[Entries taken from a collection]
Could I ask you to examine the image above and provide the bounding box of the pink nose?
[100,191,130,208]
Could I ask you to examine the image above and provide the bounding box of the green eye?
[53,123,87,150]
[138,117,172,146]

# THE PROBLEM
The response should consist of all the entries, set down exactly.

# RESPONSE TO THE EXERCISE
Could I ask you to examine the image above and provide the bounding box of the pink nose?
[100,191,130,208]
Could I ask you to examine the image above and provide the bounding box of the green eye?
[53,123,87,150]
[138,117,172,146]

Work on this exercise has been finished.